• **WORK REQUEST**: Could you reproduce every record below exactly as it stands?

(Data records)

######

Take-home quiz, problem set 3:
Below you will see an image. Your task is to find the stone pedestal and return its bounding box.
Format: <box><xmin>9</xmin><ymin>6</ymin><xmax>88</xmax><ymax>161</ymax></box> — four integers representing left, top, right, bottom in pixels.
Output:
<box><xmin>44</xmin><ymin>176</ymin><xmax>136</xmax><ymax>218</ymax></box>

######

• **EXERCISE SOLUTION**:
Take-home quiz, problem set 3:
Below you will see an image. Your task is to find the stone pedestal and return its bounding box.
Format: <box><xmin>9</xmin><ymin>6</ymin><xmax>88</xmax><ymax>161</ymax></box> — four integers representing left, top, right, bottom in pixels.
Output:
<box><xmin>44</xmin><ymin>176</ymin><xmax>136</xmax><ymax>218</ymax></box>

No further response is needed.